- What is required -
Please rewrite all of the data below as a numbered list, one entry per line, leaving out any blank lines.
*-*-*
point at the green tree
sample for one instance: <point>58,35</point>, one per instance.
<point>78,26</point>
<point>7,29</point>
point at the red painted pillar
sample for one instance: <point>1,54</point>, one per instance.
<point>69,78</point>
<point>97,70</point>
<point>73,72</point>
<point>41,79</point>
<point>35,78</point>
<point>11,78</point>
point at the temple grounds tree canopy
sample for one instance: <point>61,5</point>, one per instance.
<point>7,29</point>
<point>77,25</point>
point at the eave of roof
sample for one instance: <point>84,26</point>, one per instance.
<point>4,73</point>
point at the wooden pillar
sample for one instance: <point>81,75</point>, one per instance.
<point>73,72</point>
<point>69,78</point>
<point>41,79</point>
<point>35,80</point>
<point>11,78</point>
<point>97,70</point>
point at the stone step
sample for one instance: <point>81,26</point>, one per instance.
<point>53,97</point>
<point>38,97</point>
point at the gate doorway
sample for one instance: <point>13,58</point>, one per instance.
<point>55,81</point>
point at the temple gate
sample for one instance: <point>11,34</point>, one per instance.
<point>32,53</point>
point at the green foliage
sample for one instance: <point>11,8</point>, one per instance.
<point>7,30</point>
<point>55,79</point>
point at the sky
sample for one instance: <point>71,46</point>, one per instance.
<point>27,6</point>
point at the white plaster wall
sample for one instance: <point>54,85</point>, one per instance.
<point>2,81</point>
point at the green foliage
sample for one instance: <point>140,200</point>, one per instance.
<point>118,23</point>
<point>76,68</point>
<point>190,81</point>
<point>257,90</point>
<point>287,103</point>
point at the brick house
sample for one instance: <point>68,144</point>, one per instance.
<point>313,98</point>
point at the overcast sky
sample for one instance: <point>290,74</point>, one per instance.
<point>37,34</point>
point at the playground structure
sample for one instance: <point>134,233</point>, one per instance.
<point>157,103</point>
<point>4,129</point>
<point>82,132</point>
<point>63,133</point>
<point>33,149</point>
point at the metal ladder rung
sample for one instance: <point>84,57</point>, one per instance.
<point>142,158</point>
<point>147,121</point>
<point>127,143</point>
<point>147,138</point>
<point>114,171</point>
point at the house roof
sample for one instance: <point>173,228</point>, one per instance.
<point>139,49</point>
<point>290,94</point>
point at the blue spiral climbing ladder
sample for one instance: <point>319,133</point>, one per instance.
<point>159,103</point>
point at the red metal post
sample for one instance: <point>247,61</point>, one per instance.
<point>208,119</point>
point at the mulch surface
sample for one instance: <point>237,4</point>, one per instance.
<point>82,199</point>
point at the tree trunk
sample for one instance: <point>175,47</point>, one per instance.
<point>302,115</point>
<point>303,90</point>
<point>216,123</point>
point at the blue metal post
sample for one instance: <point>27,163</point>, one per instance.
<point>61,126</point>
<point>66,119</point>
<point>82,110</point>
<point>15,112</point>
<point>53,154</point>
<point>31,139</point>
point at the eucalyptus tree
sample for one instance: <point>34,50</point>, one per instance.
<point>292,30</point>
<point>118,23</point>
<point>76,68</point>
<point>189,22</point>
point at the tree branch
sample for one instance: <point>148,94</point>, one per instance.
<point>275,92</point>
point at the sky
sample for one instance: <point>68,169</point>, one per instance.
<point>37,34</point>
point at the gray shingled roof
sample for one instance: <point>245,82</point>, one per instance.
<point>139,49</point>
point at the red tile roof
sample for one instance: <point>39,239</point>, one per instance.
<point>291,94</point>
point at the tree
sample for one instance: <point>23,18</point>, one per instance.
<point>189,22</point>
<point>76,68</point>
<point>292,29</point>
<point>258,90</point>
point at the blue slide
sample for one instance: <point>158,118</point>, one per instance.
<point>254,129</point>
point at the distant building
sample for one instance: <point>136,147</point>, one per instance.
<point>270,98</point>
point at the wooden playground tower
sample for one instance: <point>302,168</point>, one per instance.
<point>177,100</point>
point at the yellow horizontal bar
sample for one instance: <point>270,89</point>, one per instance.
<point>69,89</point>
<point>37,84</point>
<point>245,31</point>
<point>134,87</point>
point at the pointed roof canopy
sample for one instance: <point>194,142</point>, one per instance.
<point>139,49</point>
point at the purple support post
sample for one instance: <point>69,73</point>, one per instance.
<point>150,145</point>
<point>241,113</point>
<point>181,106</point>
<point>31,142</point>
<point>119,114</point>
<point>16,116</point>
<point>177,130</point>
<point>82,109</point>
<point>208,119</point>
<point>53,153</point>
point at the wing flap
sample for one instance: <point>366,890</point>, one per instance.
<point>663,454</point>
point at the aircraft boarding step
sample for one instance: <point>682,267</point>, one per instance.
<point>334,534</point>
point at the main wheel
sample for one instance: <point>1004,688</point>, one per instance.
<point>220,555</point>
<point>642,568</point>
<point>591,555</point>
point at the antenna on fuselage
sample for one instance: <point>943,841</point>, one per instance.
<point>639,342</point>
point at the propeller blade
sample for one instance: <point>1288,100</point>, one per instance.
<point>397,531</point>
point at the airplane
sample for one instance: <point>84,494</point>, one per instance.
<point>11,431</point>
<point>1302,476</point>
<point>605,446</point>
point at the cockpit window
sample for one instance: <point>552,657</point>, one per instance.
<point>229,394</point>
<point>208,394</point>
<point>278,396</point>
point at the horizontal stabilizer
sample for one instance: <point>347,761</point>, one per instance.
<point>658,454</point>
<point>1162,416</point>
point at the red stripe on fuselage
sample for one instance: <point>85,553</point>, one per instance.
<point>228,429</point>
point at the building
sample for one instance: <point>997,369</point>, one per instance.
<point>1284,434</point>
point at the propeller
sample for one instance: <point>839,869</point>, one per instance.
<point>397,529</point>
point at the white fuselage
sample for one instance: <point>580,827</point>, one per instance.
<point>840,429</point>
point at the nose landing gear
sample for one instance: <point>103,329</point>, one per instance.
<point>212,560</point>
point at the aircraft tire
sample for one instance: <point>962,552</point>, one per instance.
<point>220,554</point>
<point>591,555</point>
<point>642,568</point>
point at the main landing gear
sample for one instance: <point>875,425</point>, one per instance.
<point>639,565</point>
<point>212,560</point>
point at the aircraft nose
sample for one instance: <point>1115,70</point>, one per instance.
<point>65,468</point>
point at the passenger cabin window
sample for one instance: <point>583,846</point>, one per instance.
*-*-*
- Response to this exercise -
1. point at the green tree
2. sample for one instance: <point>58,35</point>, one per instance.
3. <point>78,26</point>
4. <point>7,29</point>
5. point at the red painted pillar
6. sample for one instance: <point>1,54</point>, one per instance.
7. <point>69,78</point>
8. <point>97,70</point>
9. <point>73,72</point>
10. <point>41,79</point>
11. <point>35,78</point>
12. <point>11,78</point>
13. point at the temple grounds tree canopy
14. sample for one instance: <point>61,5</point>, one per instance.
15. <point>7,29</point>
16. <point>77,25</point>
17. point at the eave of roof
18. sample for one instance: <point>84,26</point>, one per instance.
19. <point>4,73</point>
20. point at the wooden pillar
21. sample for one instance: <point>81,75</point>, one per instance.
22. <point>73,72</point>
23. <point>69,78</point>
24. <point>41,79</point>
25. <point>35,80</point>
26. <point>11,78</point>
27. <point>97,70</point>
28. point at the stone step
29. sample for one instance: <point>81,26</point>, one per instance.
30. <point>53,97</point>
31. <point>38,97</point>
32. point at the gate doorway
33. sample for one instance: <point>13,58</point>, one per instance.
34. <point>55,81</point>
35. point at the temple gate
36. sample for one instance: <point>11,34</point>, one per instance.
37. <point>32,53</point>
38. point at the green foliage
39. sample for one instance: <point>11,8</point>, one per instance.
40. <point>7,30</point>
41. <point>55,79</point>
42. point at the sky
43. sample for one instance: <point>71,46</point>, one per instance.
44. <point>27,6</point>
45. point at the white plaster wall
46. sample for one instance: <point>54,85</point>, one per instance.
47. <point>2,81</point>
48. point at the green foliage
49. sample for one instance: <point>140,200</point>, one per instance.
50. <point>118,23</point>
51. <point>76,68</point>
52. <point>190,81</point>
53. <point>257,90</point>
54. <point>287,103</point>
55. point at the brick house
56. sample for one instance: <point>68,144</point>, one per instance.
57. <point>313,98</point>
58. point at the overcast sky
59. sample for one instance: <point>290,74</point>, one per instance.
60. <point>37,34</point>
61. point at the playground structure
62. sample for one instance: <point>134,233</point>, one per instance.
63. <point>157,103</point>
64. <point>4,129</point>
65. <point>82,132</point>
66. <point>63,133</point>
67. <point>33,149</point>
68. point at the metal ladder rung
69. sample for one instance: <point>84,57</point>, one per instance.
70. <point>142,158</point>
71. <point>147,121</point>
72. <point>127,143</point>
73. <point>147,138</point>
74. <point>114,171</point>
75. point at the house roof
76. sample for one instance: <point>173,228</point>, one per instance.
77. <point>139,49</point>
78. <point>290,94</point>
79. point at the blue spiral climbing ladder
80. sample for one instance: <point>319,133</point>, one per instance.
81. <point>159,103</point>
82. point at the red metal post
83. sample for one instance: <point>247,61</point>, one per instance.
84. <point>208,119</point>
85. point at the mulch surface
86. sample for one instance: <point>237,4</point>, one per instance.
87. <point>82,199</point>
88. point at the tree trunk
89. sample for one instance: <point>175,47</point>, one per instance.
90. <point>302,115</point>
91. <point>303,90</point>
92. <point>216,123</point>
93. point at the blue metal post
94. sample for one instance: <point>27,163</point>, one per instance.
95. <point>61,126</point>
96. <point>66,119</point>
97. <point>82,110</point>
98. <point>15,112</point>
99. <point>53,154</point>
100. <point>31,139</point>
101. point at the eucalyptus tree
102. sample for one instance: <point>34,50</point>, one per instance.
103. <point>292,30</point>
104. <point>118,23</point>
105. <point>76,68</point>
106. <point>189,22</point>
107. point at the tree branch
108. sample for one instance: <point>148,94</point>, one per instance.
109. <point>275,92</point>
110. point at the sky
111. sample for one instance: <point>68,169</point>, one per instance.
112. <point>37,34</point>
113. point at the gray shingled roof
114. sample for one instance: <point>245,82</point>, one per instance.
115. <point>139,49</point>
116. point at the red tile roof
117. sample for one instance: <point>39,239</point>, one per instance.
118. <point>291,94</point>
119. point at the tree
120. sample for one instance: <point>23,18</point>, one per instance.
121. <point>189,22</point>
122. <point>76,68</point>
123. <point>292,29</point>
124. <point>258,90</point>
125. point at the blue slide
126. sample for one instance: <point>158,118</point>, one per instance.
127. <point>254,129</point>
128. point at the distant building
129. sample for one instance: <point>136,147</point>, one per instance.
130. <point>270,98</point>
131. point at the wooden playground tower
132. sample for one instance: <point>302,168</point>, one per instance.
133. <point>177,100</point>
134. point at the yellow horizontal bar
135. sample for one instance: <point>270,89</point>, one per instance.
136. <point>69,89</point>
137. <point>37,84</point>
138. <point>245,31</point>
139. <point>134,87</point>
140. point at the pointed roof canopy
141. sample for one instance: <point>194,142</point>, one per instance.
142. <point>139,49</point>
143. point at the purple support post
144. sample for one instance: <point>69,73</point>, one per instance.
145. <point>150,145</point>
146. <point>241,113</point>
147. <point>181,106</point>
148. <point>31,142</point>
149. <point>119,114</point>
150. <point>16,116</point>
151. <point>177,130</point>
152. <point>82,109</point>
153. <point>208,119</point>
154. <point>53,153</point>
155. point at the wing flap
156. sample for one instance: <point>366,890</point>, one per instance.
157. <point>663,454</point>
158. point at the aircraft boarding step
159. sample for one instance: <point>682,267</point>, one per instance.
160. <point>334,534</point>
161. point at the main wheel
162. sample for one instance: <point>1004,688</point>, one per instance.
163. <point>220,555</point>
164. <point>642,568</point>
165. <point>591,555</point>
166. point at the antenna on fuselage
167. sample for one instance: <point>943,841</point>, one per instance.
168. <point>639,342</point>
169. point at the propeller blade
170. sample for one instance: <point>1288,100</point>, one per instance.
171. <point>397,531</point>
172. point at the airplane
173. sample for one instance: <point>84,494</point>, one per instance.
174. <point>11,431</point>
175. <point>1302,476</point>
176. <point>605,446</point>
177. point at the cockpit window
178. sample for one instance: <point>552,657</point>, one per instance.
179. <point>229,394</point>
180. <point>208,394</point>
181. <point>278,396</point>
182. point at the horizontal stabilizer
183. sample for one instance: <point>347,761</point>, one per instance.
184. <point>658,454</point>
185. <point>1162,416</point>
186. point at the red stripe on fuselage
187. sample for one instance: <point>85,553</point>, one per instance.
188. <point>228,429</point>
189. point at the building
190. sample for one instance: <point>997,369</point>, one per instance.
191. <point>1284,434</point>
192. point at the propeller
193. sample for one instance: <point>839,869</point>, one per instance.
194. <point>397,529</point>
195. point at the white fuselage
196. sample for one instance: <point>580,827</point>, one per instance.
197. <point>840,429</point>
198. point at the nose landing gear
199. sample for one instance: <point>103,329</point>, one per instance.
200. <point>212,560</point>
201. point at the aircraft tire
202. sample for one instance: <point>962,552</point>, one per instance.
203. <point>220,554</point>
204. <point>591,555</point>
205. <point>642,568</point>
206. point at the main landing gear
207. sample for one instance: <point>875,425</point>, one per instance.
208. <point>639,565</point>
209. <point>212,560</point>
210. point at the aircraft nose
211. sample for one instance: <point>1115,70</point>, one per instance.
212. <point>65,468</point>
213. point at the passenger cabin window
214. sample for one instance: <point>583,846</point>, one per instance.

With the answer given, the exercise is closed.